■ REQUEST: Rewrite the listing starting at its first line and ending at the line containing "pixel 1084 212", swapping "beige" for "cream" and keeping every other line unchanged. Leave the pictures out of your answer.

Some records
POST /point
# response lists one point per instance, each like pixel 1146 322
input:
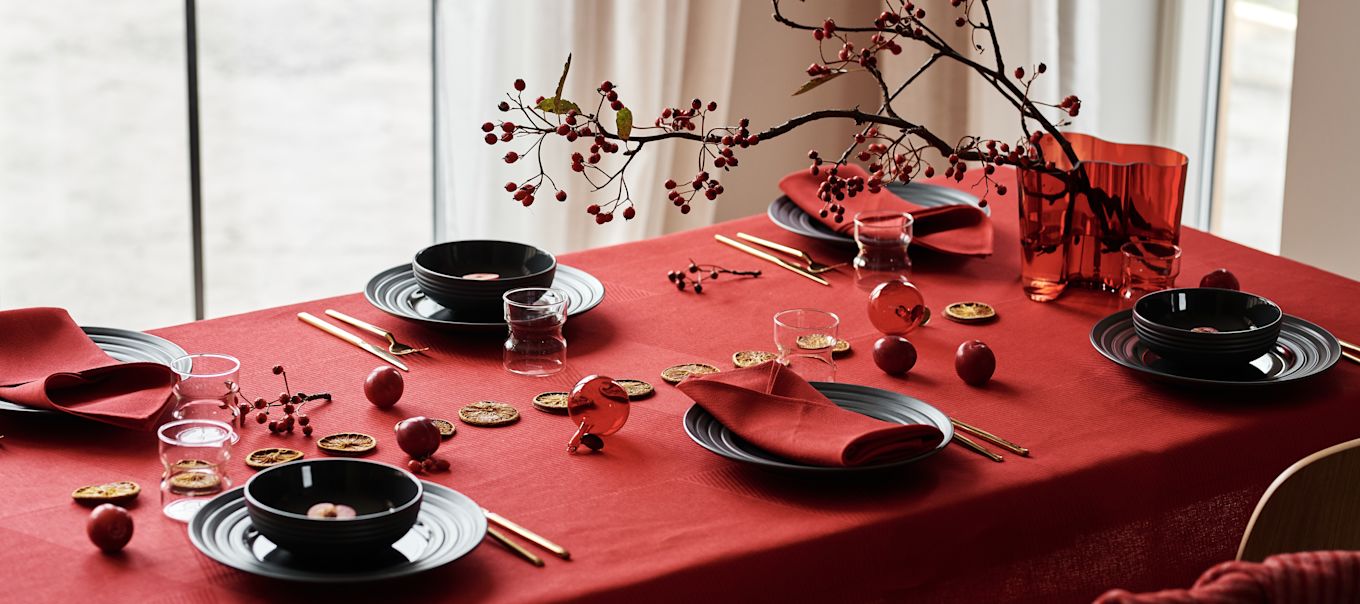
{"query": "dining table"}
pixel 1132 482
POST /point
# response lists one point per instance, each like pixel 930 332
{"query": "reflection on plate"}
pixel 792 218
pixel 449 527
pixel 876 403
pixel 123 344
pixel 395 291
pixel 1303 350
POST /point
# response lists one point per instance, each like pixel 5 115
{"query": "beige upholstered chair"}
pixel 1314 505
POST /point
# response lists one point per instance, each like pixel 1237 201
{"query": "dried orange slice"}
pixel 195 482
pixel 272 456
pixel 680 372
pixel 120 493
pixel 347 444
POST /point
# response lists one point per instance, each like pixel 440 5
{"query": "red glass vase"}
pixel 1084 212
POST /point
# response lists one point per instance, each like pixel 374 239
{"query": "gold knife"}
pixel 352 339
pixel 770 259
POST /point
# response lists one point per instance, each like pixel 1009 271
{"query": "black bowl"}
pixel 386 499
pixel 1207 325
pixel 442 272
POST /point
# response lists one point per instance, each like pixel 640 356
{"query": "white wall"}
pixel 1321 212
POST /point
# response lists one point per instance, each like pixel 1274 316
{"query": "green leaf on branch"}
pixel 623 119
pixel 558 105
pixel 819 80
pixel 563 79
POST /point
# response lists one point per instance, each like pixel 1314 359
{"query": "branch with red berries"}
pixel 887 144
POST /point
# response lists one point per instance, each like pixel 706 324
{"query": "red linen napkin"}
pixel 46 361
pixel 778 411
pixel 949 229
pixel 1314 577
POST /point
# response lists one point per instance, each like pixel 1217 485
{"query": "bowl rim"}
pixel 255 502
pixel 1273 325
pixel 416 267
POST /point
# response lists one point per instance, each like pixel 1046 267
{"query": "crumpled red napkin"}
pixel 778 411
pixel 48 361
pixel 949 229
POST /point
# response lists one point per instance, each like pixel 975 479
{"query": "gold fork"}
pixel 811 265
pixel 393 346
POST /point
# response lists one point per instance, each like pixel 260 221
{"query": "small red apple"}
pixel 384 387
pixel 895 355
pixel 974 362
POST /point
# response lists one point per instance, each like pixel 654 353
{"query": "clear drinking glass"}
pixel 535 316
pixel 1147 267
pixel 195 455
pixel 805 339
pixel 207 387
pixel 883 238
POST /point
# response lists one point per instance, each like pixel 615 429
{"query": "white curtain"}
pixel 642 46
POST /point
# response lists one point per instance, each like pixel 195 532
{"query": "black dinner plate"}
pixel 123 344
pixel 1303 350
pixel 876 403
pixel 789 216
pixel 395 291
pixel 449 527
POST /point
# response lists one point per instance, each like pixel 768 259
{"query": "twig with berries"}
pixel 695 272
pixel 291 404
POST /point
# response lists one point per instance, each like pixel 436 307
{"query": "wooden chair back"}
pixel 1314 505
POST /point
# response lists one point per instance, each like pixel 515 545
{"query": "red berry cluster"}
pixel 694 274
pixel 429 464
pixel 289 404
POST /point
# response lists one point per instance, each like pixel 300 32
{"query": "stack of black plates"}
pixel 789 216
pixel 1303 350
pixel 123 344
pixel 395 291
pixel 449 527
pixel 880 404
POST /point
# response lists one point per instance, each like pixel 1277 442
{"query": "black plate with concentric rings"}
pixel 449 527
pixel 1303 350
pixel 123 344
pixel 395 291
pixel 789 216
pixel 876 403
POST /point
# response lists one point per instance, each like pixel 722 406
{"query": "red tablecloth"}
pixel 1132 483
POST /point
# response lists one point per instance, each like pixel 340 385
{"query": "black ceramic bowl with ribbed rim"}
pixel 441 271
pixel 1207 325
pixel 385 497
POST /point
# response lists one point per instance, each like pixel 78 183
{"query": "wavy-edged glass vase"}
pixel 1075 219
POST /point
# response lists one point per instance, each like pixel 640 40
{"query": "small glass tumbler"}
pixel 805 339
pixel 883 238
pixel 207 387
pixel 535 316
pixel 1147 267
pixel 195 455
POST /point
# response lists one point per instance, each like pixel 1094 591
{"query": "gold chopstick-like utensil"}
pixel 528 535
pixel 979 449
pixel 393 346
pixel 992 438
pixel 352 339
pixel 514 547
pixel 770 259
pixel 812 265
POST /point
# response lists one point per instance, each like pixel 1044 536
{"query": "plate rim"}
pixel 1119 316
pixel 370 287
pixel 695 412
pixel 197 525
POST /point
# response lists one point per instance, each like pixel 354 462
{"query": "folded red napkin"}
pixel 949 229
pixel 1313 577
pixel 46 361
pixel 778 411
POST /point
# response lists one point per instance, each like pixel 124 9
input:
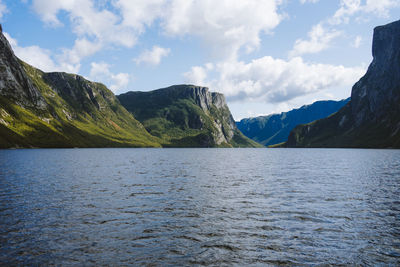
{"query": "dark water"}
pixel 199 207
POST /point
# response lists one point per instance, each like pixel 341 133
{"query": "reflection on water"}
pixel 199 206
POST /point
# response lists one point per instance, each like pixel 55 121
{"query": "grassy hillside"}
pixel 79 113
pixel 186 116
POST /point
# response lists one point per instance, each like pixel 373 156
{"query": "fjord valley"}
pixel 58 109
pixel 106 175
pixel 186 116
pixel 371 119
pixel 275 128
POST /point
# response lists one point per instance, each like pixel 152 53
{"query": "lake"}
pixel 199 207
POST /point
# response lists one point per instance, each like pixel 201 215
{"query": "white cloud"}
pixel 3 9
pixel 322 35
pixel 309 1
pixel 357 42
pixel 100 71
pixel 275 80
pixel 197 74
pixel 225 26
pixel 140 13
pixel 350 8
pixel 319 40
pixel 380 7
pixel 33 55
pixel 152 57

■ FINISHED TASK:
POST /point
# response lists one point per instance, each like pixel 1146 322
input:
{"query": "dining table"}
pixel 1132 482
POST /point
# response lists one point per instance, each like pixel 930 332
{"query": "reflection on plate"}
pixel 792 218
pixel 449 527
pixel 876 403
pixel 123 344
pixel 395 291
pixel 1303 350
POST /point
# response lists one point per instance, each like pixel 5 115
{"query": "cream upholstered chair"}
pixel 1314 505
POST /point
# response lists one point per instance, each like pixel 1237 201
{"query": "dried orange slice"}
pixel 195 482
pixel 272 456
pixel 680 372
pixel 120 493
pixel 347 444
POST /point
# response lists one point per instance, each like pixel 440 5
{"query": "red glass vase"}
pixel 1084 212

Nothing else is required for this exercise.